▸ **Selection**:

↓↓↓

The reason for this, if you haven't already read this on a hundred other blogs, is that these new (actually, not new at all, but let's gloss over that) technologies allow content to be refreshed in one part of the screen without the whole page (and its attendant ads) being refreshed. Steve describes this problem as online advertising's "dirty little secret". I don't agree with that - sure, there are a number of competing initiatives to solve the problem, such as the Web Analytics Association's standards committee, and the IAB's version of the same thing - but plenty of noise is being made about the issue.

Steve rightly identifies that the issue is more a business issue than a technology one, though there is a bit of the "we're all doomed!" in his tone. In my opinion, this is a market efficiency issue, and those tend to sort themselves out (with the odd casualty here and there) by themselves without too much bother. But the post got me thinking: what alternatives to the page view exist? Here's a not-at-all-definitive list from the recesses of my own brain:

  1. Click events. Unless you're into radically rethinking application design, user interaction will still be facilitated by clicking the mouse. Not all mouse clicks are created equal, of course; so a site couldn't just publish its click numbers - that would be a bit like the old hits metric, since it would be so easy to game the system by creating a click-heavy site (lots of drop-down boxes, radio buttons etc). So you'd need some way of identifying which clicks returned content, and which didn't, which would lead you to a...
  2. Content events. Although page views are being broken down into smaller pieces, there is still some intuitive mileage in the idea of the 'content event'; a package of activity where the user requests some new content, and the content is displayed to them. This is a bit like a mini page-view. Content retrieval is Ajax apps is usually done by asking for a piece of XML from the server, and then rendering it (using JavaScript) in the browser. However, the thing that makes Ajax interesting is the fact that content can be retrieved from the server in the background (don't forget, the "A" is for "Asynchronous"), whilst the user's doing something else - for example, the next e-mail in the list is retrieved whilst you're reading the current one. So you couldn't just count the number of XML 'pages' retrieved from the server, because any app could game this by pre-fetching.
  3. Time on site. For relatively static parts of an Ajax app interface, the amount of time the user spends interacting with the site can be relevant, because ads could be coded to auto-rotate every 30 seconds or so. There are several challenges with this, however: firstly, it's actually quite hard to determine how long a user spends on a site because when they leave, they just disappear - their final trackable action is the last thing they did before they left, which could be many minutes before they actually left the site. Paradoxically, the serving of timed auto-rotate ads could help here, because if you know that you served 10 ads on a 30-second rotation to a user, they were at the site for at least 9 minutes 30 seconds, and for no longer than 10 minutes. The second challenge is that ads in static parts of a site design tend to be ghettoized by users - that is, they quickly learn where the ads are and ignore them. This is not a new problem - it's why the banner has suffered as an online ad format. Finally, auto-rotating ads are much less well-suited to contextual advertising, since the ad rotation can't take the currently displayed content into account.

↑↑↑

▸ **What to do**:
Answer these questions from the text about alternatives to the page view:
1. What does Steve call this problem?
2. What does the "A" in Ajax stand for?
3. If a user is served 10 ads on a 30-second rotation, how long were they at the site?
The records have nothing to do with this.

Segmentation annotation records:
↓↓↓

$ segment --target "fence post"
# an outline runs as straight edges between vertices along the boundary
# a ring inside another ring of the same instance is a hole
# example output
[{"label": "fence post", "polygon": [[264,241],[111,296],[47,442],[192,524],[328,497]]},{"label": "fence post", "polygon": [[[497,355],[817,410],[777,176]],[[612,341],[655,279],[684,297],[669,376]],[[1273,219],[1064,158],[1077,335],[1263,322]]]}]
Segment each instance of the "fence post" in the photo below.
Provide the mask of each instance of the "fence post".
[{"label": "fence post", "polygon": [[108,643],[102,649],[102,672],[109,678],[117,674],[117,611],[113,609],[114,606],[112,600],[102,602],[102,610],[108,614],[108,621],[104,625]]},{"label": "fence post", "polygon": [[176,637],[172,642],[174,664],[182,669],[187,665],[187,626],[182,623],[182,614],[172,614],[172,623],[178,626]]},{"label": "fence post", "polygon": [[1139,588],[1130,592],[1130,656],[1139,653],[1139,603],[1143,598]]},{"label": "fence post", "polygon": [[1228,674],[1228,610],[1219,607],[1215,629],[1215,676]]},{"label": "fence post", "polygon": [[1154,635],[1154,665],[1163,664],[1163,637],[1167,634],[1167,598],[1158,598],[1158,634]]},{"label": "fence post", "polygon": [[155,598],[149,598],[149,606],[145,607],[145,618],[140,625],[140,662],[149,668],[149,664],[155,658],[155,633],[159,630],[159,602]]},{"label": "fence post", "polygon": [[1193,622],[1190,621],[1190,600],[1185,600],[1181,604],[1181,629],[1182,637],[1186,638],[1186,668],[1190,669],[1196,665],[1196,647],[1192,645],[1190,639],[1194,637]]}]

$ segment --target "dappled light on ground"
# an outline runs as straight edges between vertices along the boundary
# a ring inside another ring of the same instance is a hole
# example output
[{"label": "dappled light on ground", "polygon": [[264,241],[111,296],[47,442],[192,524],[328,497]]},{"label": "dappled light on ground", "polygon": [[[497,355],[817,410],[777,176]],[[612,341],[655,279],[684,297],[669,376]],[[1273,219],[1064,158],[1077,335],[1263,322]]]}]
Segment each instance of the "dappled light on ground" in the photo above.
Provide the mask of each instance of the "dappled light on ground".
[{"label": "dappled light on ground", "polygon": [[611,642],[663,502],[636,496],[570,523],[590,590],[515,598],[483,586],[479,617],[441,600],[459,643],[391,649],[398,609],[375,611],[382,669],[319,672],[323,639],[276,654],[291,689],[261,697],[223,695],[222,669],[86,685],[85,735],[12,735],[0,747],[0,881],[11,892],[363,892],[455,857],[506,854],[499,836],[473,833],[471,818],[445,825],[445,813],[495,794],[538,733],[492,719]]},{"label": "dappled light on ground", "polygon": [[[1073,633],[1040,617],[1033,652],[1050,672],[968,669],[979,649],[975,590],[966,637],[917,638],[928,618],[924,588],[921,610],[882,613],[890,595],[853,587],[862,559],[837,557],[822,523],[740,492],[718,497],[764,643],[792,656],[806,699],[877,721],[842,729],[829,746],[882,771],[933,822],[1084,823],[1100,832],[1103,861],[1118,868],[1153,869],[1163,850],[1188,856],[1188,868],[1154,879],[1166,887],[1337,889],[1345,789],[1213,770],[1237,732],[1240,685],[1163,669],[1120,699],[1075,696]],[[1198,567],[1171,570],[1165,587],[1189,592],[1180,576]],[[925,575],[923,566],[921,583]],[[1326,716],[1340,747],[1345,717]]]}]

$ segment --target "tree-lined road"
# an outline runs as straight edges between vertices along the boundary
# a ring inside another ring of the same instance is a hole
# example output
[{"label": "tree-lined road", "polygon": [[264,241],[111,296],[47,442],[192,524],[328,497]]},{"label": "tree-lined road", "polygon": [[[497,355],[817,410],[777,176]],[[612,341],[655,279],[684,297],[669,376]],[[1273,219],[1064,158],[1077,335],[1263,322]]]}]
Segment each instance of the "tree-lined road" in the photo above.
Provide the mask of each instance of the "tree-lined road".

↑↑↑

▸ **Final result**:
1. Online advertising's "dirty little secret."
2. Asynchronous.
3. At least 9 minutes 30 seconds, and no longer than 10 minutes.